(必須課題)
1. インタビューのうち、「研究を続けるのは「業」のようなものだと思っています。」を含む語句で始まり「書になる予定なのでしょうか?」で終わる部分を、一字一句変えずに書き写してください。
2. インタビューの内容に基づいて、次の問いに答えてください。
(a) 話し手が行った球体関節人形展は、何年にどこで開催されましたか。
(b) 話し手の博士論文は、体重計で量るとどのくらいの重さがありましたか。
(c) 佐藤亜紀さんの最新作『スウィングしなけりゃ意味がない』は、どの時代のどこを舞台にしていますか。

(記事)
──────────

研究を続けるのは「業」のようなものだと思っています。
成仏できるか、あるいは何か憑き物が落ちるかしないと、辞めることはできない

——前述の著書の中では笙野頼子、森茉莉や、ユルスナール(※3)ら現代の作家にも言及したり、他にも円城塔『道化師の蝶』の書評を書かれていますが、興味のある現代文学は他にありますか?
日本の作家だと、佐藤亜紀さん。佐藤さんとは19世紀のガリチア地方を舞台とした『吸血鬼』という小説についてラウンドテーブルを行ったことがあるのですが、今度は第二次大戦下のハンブルクでジャズにはまる少年たちを描いた最新作『スウィングしなけりゃ意味がない』についてパネル発表する予定になっています(※4)。他には、山尾悠子さんとか。翻訳小説だと、トーマス・ベルンハルト(※5)はもうずっと好きですね。延々否定と呪詛が続くのですが、それがときに滑稽であったり、不思議と突き抜け感があるんです。あと、全部は読めていませんが、ナボコフ(※6)も。

——2018年は博士論文をもとにした専門書を出したいということですが、今度は本格的な学術書になる予定なのでしょうか?
​予定というものはないのですが……本格的な学術書を出したいです。博士論文を書いてからもう10年近く経ってしまいましたので。以前出したのは新書で、一般の方に広く知ってもらい、お安くお買い求めいただけるという点ではすごく良かったのですが、(一般向けの新書のため)詳細な注をつけることが難しかったですし、分かりやすくするために少し単純化した部分もありました。新書は内容をかなり絞って短くした分、次はもう少し私の『源氏物語』研究の全体像が見えるものにしたいですね。私の博論はかなり長くて、体重計で量ると1.6kgくらいありましたから。

——直近の研究論文(※7)では、球体関節人形を参考に、性愛に拒絶的な女性の自己像としての関係を論じています。この研究のきっかけを教えてください。
まず、自分が球体関節人形を好きだということが大きいです。高価なものなので、実物は持ってないんですが、写真集とか買って。2004年に東京都現代美術館で開催された球体関節人形展にも行きました。そうやっていろいろ見ていると、制作者も享受者も女性が多いんですよね。それを一昔前の澁澤龍彦的な男性が蒐集する「純粋な客体としての少女」というモデルで見るのは無理があると思っていました。『夜想』が作った展示室というのがあって、よく球体関節人形の展示をやっているのですが、そこに行ってもいわゆる「ゴスロリ」系の女の子たちが、本当にたくさん来ている。で、「ゴスロリ」系の女の子についてしばしば言われるのが、女性性や性愛の拒絶なんですよね。なのであの論文は、そんなに変わったことを言ったつもりはないんです。

——研究テーマとして、『源氏物語』と絡めて考えようと思ったのはなぜでしょう?

──────────

(データ)
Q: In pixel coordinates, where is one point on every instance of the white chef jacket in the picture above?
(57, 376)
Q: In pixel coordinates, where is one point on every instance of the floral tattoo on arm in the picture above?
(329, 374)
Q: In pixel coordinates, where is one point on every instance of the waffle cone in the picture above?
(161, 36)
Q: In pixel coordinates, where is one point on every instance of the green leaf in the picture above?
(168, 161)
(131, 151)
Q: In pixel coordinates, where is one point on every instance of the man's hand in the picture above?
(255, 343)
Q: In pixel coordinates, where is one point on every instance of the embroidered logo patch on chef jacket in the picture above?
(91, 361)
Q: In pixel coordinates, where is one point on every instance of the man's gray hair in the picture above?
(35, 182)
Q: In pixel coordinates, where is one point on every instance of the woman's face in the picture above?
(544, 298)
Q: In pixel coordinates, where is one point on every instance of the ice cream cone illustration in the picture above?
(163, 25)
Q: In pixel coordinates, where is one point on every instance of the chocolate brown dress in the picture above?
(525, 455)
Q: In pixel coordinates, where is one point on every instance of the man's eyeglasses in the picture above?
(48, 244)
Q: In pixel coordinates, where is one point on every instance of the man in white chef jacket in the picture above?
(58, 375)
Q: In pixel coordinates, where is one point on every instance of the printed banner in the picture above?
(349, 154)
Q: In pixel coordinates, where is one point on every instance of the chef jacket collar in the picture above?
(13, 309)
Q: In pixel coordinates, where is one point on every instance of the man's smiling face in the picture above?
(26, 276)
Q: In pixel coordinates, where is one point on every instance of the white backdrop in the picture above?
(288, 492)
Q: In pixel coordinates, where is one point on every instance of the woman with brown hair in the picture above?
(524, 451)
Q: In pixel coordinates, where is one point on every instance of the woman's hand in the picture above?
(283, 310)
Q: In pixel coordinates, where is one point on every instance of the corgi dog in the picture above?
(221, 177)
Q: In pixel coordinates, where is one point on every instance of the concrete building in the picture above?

──────────

(解答)
1.
研究を続けるのは「業」のようなものだと思っています。
成仏できるか、あるいは何か憑き物が落ちるかしないと、辞めることはできない

——前述の著書の中では笙野頼子、森茉莉や、ユルスナール(※3)ら現代の作家にも言及したり、他にも円城塔『道化師の蝶』の書評を書かれていますが、興味のある現代文学は他にありますか?
日本の作家だと、佐藤亜紀さん。佐藤さんとは19世紀のガリチア地方を舞台とした『吸血鬼』という小説についてラウンドテーブルを行ったことがあるのですが、今度は第二次大戦下のハンブルクでジャズにはまる少年たちを描いた最新作『スウィングしなけりゃ意味がない』についてパネル発表する予定になっています(※4)。他には、山尾悠子さんとか。翻訳小説だと、トーマス・ベルンハルト(※5)はもうずっと好きですね。延々否定と呪詛が続くのですが、それがときに滑稽であったり、不思議と突き抜け感があるんです。あと、全部は読めていませんが、ナボコフ(※6)も。

——2018年は博士論文をもとにした専門書を出したいということですが、今度は本格的な学術書になる予定なのでしょうか?

2.
(a) 2004年に、東京都現代美術館で開催されました。
(b) 1.6kgくらいありました。
(c) 第二次大戦下のハンブルクを舞台にしています。